▸ **Data yang Diberikan**:
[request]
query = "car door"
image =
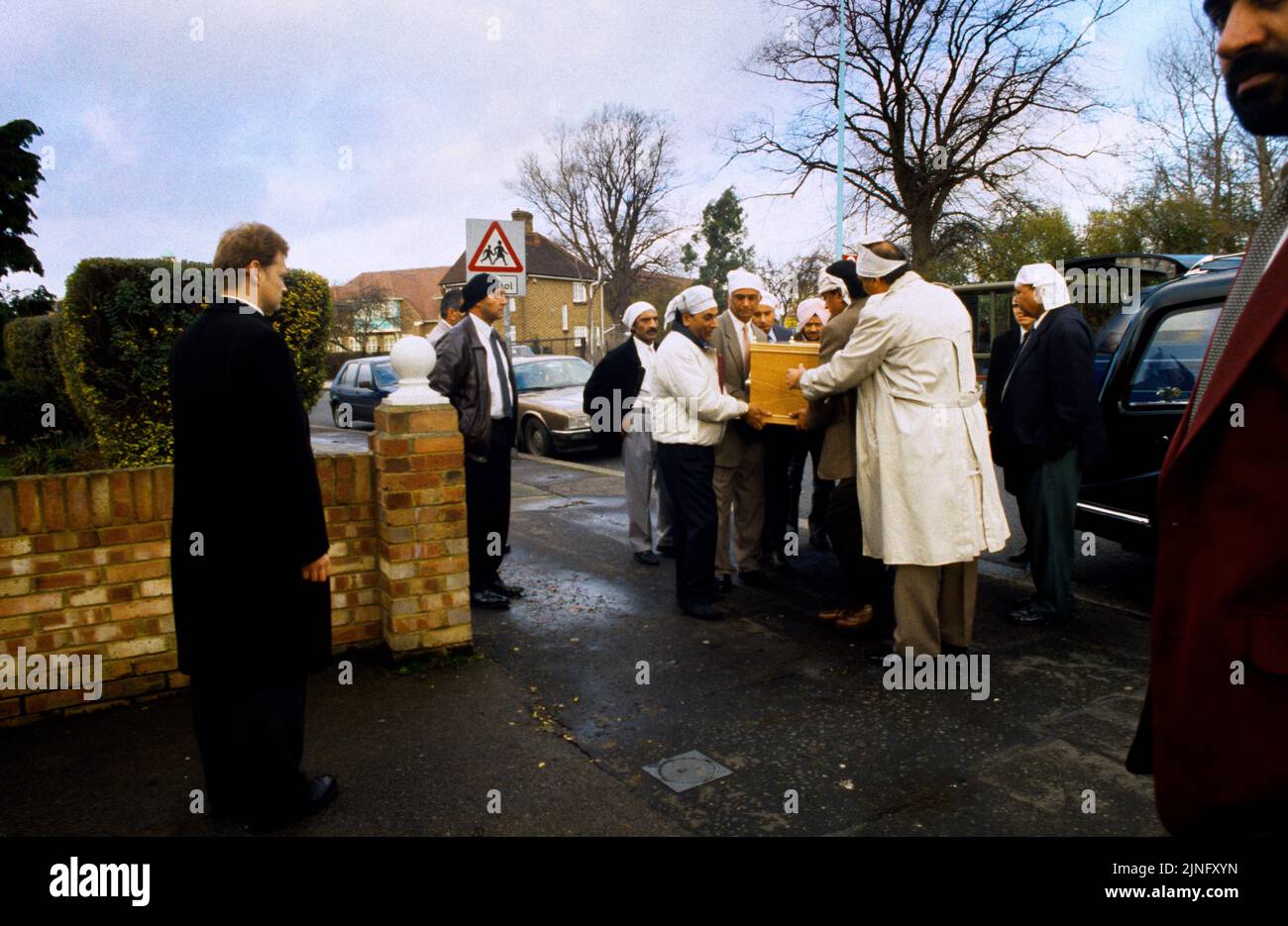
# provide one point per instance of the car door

* * *

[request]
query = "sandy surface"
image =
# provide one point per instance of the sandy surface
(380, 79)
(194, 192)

▸ **Tujuan Tugas**: Hitung berapa baris dalam data di atas yang memuat kata "instance". Tuliskan angkanya saja.

▸ **Jawaban Tertulis**: 2